--- Selected text ---

════

Fig. 1.1 The schematic diagram of the FO-based system for nutrient recovery. FO , forward osmosis.

Given the depletion of natural resources (i.e., fossil fuels and natural mineral ores) (Ravago et al., 2015), the concept of circular economy has been conceived. In this concept, the amount of waste release is expected to be minimized and their reuse is expected to be maximized, thus promoting sustainable management of materials and energy (Puyol et al., 2017). From the circular economy point of view, wastewater is no longer considered as a problem but a solution and a resource from which other valuable resources (e.g., clean water, energy, and nutrients) can be recovered and recycled. Wastewater treatment plants (WWTPs) in the future will become a critical link in the circular ecosystem due to their integration of energy production and resource recovery during clean water production.

Under the circular economy perspective, recycling and recovery of valuable resources (e.g., energy, phosphorus, and nitrogen) from wastewater bring numerous environmental and socio-economic benefits. Towards the socio-economic aspect, phosphorus (P) and nitrogen (N) are essential ingredients for all living organisms on our planet (Hiet Wong et al., 2003; Liu and Chen, 2014; Zhang et al., 2014). Moreover, phosphorous and nitrogenous compounds are feedstock for many key industrial processes (Foct, 2003; Morton and Edwards, 2005). The fact is that the shortage of phosphorus reservation due to the over-exploitation of minable phosphate rocks for agricultural production (Daneshgar et al., 2019; Liu and Chen, 2014) has threatened food security and the operation of other industries. Hence, the recycling and recovery of phosphorus and nitrogen from wastewater to produce fertilizers can compensate for this depletion as well as ensure the conservation of natural ores for sustainable development. In terms of the environmental aspect, the excess of phosphorus and nitrogen in the aquatic environment can cause eutrophication and bloom algae (Bunce et al., 2018; Liu and Chen, 2014) as well as detrimental health impacts, such as the blue baby syndrome in infants caused by consumption of water rich in nitrate (Lusk et al., 2017). The recycling and recovery of phosphorus and nitrogen from nutrient-rich sources such as municipal wastewater (Dickinson et al., 2013; Xue et al., 2015), urine (Zhang et al., 2014), and especially digested sludge centrate (Vu et al., 2019) can be promising approaches to address the related environmental issues.

════

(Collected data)
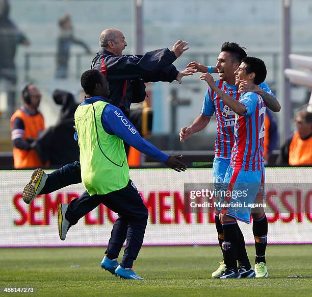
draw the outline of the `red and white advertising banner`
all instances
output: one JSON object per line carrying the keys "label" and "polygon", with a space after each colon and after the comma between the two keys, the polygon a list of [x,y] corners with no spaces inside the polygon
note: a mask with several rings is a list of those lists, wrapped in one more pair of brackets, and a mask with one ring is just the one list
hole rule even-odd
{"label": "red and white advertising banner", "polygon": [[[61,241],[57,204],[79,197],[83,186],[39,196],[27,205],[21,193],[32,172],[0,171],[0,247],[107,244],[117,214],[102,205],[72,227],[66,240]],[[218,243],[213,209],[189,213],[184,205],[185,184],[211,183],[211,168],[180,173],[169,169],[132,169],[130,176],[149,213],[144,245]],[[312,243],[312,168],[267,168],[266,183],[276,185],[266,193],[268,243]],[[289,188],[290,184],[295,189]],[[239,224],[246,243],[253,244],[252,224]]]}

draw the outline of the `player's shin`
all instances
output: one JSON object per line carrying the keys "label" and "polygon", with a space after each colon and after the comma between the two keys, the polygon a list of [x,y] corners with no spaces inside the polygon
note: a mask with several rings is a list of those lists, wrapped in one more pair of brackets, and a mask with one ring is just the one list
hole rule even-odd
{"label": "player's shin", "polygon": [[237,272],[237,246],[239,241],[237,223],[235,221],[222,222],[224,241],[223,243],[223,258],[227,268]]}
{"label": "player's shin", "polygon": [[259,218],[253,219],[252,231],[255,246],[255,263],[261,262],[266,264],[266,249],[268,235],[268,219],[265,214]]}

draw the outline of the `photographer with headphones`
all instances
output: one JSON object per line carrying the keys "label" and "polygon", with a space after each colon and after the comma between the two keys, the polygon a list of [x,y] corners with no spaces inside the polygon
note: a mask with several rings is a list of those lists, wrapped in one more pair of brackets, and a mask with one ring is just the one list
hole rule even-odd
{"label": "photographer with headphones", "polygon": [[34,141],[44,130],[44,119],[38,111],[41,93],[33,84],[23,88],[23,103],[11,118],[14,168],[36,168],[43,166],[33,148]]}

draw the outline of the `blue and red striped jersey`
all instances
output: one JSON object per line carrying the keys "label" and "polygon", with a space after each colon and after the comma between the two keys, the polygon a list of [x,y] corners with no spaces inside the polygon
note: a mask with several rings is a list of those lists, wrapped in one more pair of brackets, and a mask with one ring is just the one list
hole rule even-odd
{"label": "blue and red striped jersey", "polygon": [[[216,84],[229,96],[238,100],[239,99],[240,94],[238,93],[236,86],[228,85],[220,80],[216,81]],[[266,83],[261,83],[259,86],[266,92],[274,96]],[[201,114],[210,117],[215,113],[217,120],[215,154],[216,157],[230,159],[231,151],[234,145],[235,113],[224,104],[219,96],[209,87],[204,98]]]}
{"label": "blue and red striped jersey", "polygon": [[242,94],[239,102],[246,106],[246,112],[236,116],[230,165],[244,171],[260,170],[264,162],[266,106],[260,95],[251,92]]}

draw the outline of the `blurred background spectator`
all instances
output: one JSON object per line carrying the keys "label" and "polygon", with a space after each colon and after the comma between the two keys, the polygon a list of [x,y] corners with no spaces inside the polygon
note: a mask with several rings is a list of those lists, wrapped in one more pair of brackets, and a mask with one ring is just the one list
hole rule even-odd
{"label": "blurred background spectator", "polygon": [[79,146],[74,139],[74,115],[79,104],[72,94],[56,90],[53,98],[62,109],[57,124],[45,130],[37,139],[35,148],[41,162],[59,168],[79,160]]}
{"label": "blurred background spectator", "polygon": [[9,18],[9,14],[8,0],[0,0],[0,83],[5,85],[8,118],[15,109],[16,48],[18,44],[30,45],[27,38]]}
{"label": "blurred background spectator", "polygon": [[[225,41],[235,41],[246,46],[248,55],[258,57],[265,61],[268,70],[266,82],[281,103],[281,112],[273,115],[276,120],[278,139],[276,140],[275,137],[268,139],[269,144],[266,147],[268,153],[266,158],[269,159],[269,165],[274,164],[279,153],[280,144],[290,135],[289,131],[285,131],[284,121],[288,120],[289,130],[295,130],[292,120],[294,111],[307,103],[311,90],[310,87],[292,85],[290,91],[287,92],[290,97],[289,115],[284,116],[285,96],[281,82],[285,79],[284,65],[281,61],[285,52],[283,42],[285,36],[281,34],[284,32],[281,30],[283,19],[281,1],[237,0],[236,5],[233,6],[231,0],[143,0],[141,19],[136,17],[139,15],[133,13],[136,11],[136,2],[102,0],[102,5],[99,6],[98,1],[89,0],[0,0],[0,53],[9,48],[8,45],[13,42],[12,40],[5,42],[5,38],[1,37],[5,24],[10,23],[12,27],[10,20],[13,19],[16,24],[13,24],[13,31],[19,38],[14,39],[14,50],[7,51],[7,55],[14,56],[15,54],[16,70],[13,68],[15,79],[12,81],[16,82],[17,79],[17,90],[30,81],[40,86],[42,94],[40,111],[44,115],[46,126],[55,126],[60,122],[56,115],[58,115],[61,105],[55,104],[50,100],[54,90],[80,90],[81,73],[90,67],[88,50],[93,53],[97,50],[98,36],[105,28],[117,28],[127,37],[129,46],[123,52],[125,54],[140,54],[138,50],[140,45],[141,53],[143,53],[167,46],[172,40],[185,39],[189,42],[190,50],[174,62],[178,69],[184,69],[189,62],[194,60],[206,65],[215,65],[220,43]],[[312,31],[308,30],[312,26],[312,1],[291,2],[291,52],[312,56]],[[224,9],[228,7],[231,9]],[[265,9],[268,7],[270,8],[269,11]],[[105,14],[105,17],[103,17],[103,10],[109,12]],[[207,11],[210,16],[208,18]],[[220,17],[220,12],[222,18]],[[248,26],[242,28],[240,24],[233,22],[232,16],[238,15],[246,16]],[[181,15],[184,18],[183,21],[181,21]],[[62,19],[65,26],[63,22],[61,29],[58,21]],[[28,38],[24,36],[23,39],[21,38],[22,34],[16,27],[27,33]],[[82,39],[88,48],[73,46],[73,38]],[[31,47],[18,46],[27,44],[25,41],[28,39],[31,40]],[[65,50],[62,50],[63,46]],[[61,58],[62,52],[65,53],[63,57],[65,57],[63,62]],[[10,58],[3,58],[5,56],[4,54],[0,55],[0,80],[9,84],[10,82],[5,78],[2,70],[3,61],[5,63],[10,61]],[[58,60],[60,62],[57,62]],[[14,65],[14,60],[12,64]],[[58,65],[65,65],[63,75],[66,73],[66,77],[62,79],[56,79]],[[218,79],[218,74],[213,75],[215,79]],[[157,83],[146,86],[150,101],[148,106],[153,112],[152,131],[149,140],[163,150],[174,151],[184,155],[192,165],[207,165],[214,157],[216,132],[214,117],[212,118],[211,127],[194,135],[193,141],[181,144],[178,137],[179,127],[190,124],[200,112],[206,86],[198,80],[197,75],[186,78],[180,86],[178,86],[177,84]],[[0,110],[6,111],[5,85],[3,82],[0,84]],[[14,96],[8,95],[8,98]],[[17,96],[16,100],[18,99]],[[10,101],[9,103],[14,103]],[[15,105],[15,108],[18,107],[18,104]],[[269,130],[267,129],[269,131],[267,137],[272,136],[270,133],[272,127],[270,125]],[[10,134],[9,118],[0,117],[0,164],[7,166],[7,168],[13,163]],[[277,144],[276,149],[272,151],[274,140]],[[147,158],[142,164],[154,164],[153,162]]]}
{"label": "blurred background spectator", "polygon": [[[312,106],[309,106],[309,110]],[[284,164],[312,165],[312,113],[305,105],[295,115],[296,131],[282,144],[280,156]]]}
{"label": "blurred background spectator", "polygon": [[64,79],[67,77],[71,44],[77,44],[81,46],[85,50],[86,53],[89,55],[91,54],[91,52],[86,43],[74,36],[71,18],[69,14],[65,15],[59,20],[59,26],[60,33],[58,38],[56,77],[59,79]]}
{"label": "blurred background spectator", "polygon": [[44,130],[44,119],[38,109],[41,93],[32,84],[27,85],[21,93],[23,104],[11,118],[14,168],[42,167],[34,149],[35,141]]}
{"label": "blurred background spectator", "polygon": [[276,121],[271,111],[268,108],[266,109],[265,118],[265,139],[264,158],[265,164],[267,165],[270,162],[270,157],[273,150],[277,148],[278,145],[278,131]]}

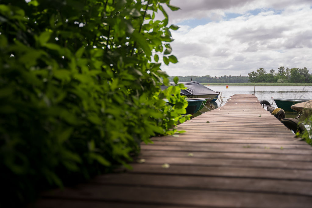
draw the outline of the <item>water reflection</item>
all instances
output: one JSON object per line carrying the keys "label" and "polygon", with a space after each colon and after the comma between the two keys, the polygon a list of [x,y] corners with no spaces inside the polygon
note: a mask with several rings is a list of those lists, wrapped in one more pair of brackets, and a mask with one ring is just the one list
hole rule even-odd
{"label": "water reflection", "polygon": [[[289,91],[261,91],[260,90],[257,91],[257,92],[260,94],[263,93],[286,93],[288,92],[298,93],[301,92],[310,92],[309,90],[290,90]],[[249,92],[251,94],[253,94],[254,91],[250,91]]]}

════

--- Activities ---
(A) From the nutrient recovery text, list the nutrient-rich sources named as candidates for recycling and recovering phosphorus and nitrogen.
(B) Condense the paragraph of the nutrient recovery text that begins "Given the depletion of natural resources" into a short bulleted list that keeps its main facts.
(C) Pick up the nutrient recovery text after its final sentence and continue it.

--- Results of the exercise ---
(A)
- municipal wastewater
- urine
- digested sludge centrate

(B)
- The depletion of natural resources such as fossil fuels and mineral ores led to the concept of circular economy.
- Circular economy aims to minimize waste release and maximize reuse, supporting sustainable management of materials and energy.
- In this view, wastewater is a resource from which clean water, energy, and nutrients can be recovered and recycled.
- Future wastewater treatment plants (WWTPs) will be a critical link in the circular ecosystem by combining energy production and resource recovery with clean water production.

(C)
1.2 Nutrients and biochemical energy in wastewater

1.2.1 Phosphorus and nitrogen

The main sources of phosphorus in municipal wastewater are human excreta, phosphorus-containing household detergents, and industrial effluents. An estimation of 3–3.3 million metric tons of phosphorus in human excreta (i.e., feces and urine) and greywater enter in the influent of WWTPs (Mihelcic et al., 2011). In municipal wastewater, phosphorus is present as inorganic compounds (i.e., orthophosphate and polyphosphates) and organic compounds (Inoue et al., 2009; Liu and Chen, 2014; Lusk et al., 2017). The concentration of phosphate in wastewater ranges from 0.5 to 10 mg/L (Ramasahayam et al., 2014). The criterion for acceptable phosphorus concentration in water is 0.1 mg/L or less. With current methods of removal, only 30% of the phosphorus can be removed.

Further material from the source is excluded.